» GIVEN PASSAGE:
* * * * * * * * *

Love it.  You have certainly got it all in front of you. As others have said stumps and roof are your 
starting points. I am in the middle of a 30s weatherboard. All I salvaged was the original frame,  
a fireplace,  floors and ceilings in three rooms,  a few doors and four windows.  
 Some pics in this thread might interest you  http://www.renovateforum.com/f84/vic...se-116458/#top

----------


## travelislife

Just a couple of ideas we are starting to develop. 
First off is a potential 2 story version.   
Secondly keeping it all one level.  
Obviously it would be cheaper to stay single level but I am interested in peoples thoughts on where the extra costs lie in going up a level. Also interested in any feedback people might have. These are obviously just sketches to be developed further.

----------


## OBBob

Personally I find it a lot easier to do work yourself (if that's the plan) if it's single story ... although the land saving can be beneficial. Keep in mind staircases take a lot of room and I'm not sure the one you have drawn looks long enough to reach the second floor. Also, 3.2m is a fairly small bedroom after going to all that trouble.

----------


## travelislife

> Personally I find it a lot easier to do work yourself (if that's the plan) if it's single story ... although the land saving can be beneficial. Keep in mind staircases take a lot of room and I'm not sure the one you have drawn looks long enough to reach the second floor. Also, 3.2m is a fairly small bedroom after going to all that trouble.

  That's a really good point. If going to the extra hassle really should be making it a good sized space. 
Yeah a lot of the work will be ourselves so it could be a pretty big trade off, but also the trade off of reducing the backyard size! So many options!

* * * * * * * * *

» STATED PROBLEM A: Reproduce the renovation forum thread verbatim, beginning at the words "Obviously it would" and stopping after "be developed further.".
» STATED PROBLEM B: Continue the renovation forum thread on single-story versus two-story plans, starting after its last post.

* * * * * * * * *

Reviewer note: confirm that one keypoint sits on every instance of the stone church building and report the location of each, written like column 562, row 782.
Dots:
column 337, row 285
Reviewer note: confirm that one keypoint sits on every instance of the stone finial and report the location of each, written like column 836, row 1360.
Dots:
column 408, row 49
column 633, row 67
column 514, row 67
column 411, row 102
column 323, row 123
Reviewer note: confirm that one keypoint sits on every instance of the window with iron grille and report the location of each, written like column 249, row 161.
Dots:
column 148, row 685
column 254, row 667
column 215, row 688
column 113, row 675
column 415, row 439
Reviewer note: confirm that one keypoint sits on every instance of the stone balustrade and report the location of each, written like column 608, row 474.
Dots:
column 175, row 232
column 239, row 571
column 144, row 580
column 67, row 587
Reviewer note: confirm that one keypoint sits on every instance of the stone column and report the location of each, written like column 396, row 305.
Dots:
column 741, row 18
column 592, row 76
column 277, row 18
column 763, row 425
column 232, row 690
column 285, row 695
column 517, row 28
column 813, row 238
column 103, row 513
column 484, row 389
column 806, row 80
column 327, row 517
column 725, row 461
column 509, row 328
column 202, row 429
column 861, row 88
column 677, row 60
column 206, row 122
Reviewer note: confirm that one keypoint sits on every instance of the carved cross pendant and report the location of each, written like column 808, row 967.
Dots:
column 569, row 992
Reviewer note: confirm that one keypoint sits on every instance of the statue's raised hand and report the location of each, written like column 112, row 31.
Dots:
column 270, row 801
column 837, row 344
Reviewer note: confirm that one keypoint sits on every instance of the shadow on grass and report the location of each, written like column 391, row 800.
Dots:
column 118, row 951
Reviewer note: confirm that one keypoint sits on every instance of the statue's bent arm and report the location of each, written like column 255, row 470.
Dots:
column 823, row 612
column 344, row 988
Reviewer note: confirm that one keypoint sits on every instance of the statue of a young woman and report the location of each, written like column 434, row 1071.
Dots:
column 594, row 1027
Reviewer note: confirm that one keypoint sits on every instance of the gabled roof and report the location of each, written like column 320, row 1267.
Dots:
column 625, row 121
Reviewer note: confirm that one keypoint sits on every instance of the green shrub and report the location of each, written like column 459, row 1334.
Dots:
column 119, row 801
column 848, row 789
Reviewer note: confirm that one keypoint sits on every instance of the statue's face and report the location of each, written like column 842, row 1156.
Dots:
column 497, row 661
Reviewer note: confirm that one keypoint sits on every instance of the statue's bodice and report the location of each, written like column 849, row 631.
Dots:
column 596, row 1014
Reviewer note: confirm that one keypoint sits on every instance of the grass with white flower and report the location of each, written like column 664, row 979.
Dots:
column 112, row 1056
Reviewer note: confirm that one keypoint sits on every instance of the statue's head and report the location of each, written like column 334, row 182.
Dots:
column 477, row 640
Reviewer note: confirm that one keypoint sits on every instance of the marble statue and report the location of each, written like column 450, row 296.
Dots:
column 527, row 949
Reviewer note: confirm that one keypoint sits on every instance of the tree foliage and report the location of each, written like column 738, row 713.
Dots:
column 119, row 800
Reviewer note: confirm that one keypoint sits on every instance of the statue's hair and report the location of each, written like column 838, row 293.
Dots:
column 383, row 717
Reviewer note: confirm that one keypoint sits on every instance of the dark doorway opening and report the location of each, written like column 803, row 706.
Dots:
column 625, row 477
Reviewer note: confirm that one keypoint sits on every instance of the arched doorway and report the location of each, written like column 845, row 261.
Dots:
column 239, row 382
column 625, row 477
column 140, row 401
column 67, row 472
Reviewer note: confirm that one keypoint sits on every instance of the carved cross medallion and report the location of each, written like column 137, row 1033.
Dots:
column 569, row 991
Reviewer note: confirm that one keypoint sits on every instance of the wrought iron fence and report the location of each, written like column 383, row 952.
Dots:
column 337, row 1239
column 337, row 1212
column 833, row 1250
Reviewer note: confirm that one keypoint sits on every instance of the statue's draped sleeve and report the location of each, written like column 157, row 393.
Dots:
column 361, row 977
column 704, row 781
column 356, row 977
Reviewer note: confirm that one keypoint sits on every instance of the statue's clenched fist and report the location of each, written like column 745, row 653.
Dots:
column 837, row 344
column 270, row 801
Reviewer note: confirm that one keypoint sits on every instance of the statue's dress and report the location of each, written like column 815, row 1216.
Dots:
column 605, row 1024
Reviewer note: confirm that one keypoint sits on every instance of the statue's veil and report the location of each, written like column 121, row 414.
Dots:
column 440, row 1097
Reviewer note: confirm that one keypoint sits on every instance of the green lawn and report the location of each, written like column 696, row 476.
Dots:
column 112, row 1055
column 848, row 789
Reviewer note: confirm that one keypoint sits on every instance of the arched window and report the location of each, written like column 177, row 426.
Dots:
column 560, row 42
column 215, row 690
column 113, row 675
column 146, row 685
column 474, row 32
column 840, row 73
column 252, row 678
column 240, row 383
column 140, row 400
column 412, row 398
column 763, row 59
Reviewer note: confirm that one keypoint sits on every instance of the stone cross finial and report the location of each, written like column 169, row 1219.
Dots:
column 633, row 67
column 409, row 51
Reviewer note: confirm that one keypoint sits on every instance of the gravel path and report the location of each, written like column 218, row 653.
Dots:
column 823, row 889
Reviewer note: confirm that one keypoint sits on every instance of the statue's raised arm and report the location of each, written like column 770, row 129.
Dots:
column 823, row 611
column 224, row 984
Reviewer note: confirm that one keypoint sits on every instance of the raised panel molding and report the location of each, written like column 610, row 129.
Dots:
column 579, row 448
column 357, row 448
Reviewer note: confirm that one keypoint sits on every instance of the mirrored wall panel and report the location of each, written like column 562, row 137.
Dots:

* * * * * * * * *

» EXPECTED ANSWER A:
Obviously it would be cheaper to stay single level but I am interested in peoples thoughts on where the extra costs lie in going up a level. Also interested in any feedback people might have. These are obviously just sketches to be developed further.

» EXPECTED ANSWER B:
----------


## OBBob

If you plan for it it's fine ... but you'll need scaffolding and that sort of thing, so it can just make whipping around to finishing or fix a few things a little more challenging. But don't listen to me too much ... I don't like heights and my current place is two story. In terms of cost it will add more because any trades will cost a bit more at that height, engineering (beams, bracing, etc.) a bit more, future maintenance a bit more, etc.  
Also, if you are only 860mm from the boundary then I suspect you won't be able to go straight up with that wall. There's a chart that shows the offset from the boundary required to build to a certain height (council may also have rules). That's why you often see houses with a step in on the second level ... another beam LOL.

----------


## travelislife

> If you plan for it it's fine ... but you'll need scaffolding and that sort of thing, so it can just make whipping around to finishing or fix a few things a little more challenging. But don't listen to me too much ... I don't like heights and my current place is two story. In terms of cost it will add more because any trades will cost a bit more at that height, engineering (beams, bracing, etc.) a bit more, future maintenance a bit more, etc.  
> Also, if you are only 860mm from the boundary then I suspect you won't be able to go straight up with that wall. There's a chart that shows the offset from the boundary required to build to a certain height (council may also have rules). That's why you often see houses with a step in on the second level ... another beam LOL.

  Yeah I have got that setback in there from the council docs which is the notes up the top. Hmm...it is sounding like it will be a lot more work, scaffolding, etc. Essentially need to balance the needs and the wants, the wants list is always longer than the needs list!

----------


## travelislife

Okay, so have stalled a bit here just trying to get the ideas locked down before proceeding with a full layout for planning approval. 
Single Level - 2 Options
Approximate living area 135m2 plus decks.
Doing up budgets I reckon I could do this for 150k-160k. So approx $1100-$1200/sqm.
The second option attempts to make better use of the North side light with the wall predominantly sliding glass doors. 
Double Level - 2 Options
Bottom Level is either of the 2 options above and top level has 2 options (only one shown below at the moment). 2nd one is larger with a rumpus area.
I reckon going up will add another 60k or so. Though it is essentially turning it in to a 4.5 bedroom house as opposed to a 3.5 bedroom for the single level.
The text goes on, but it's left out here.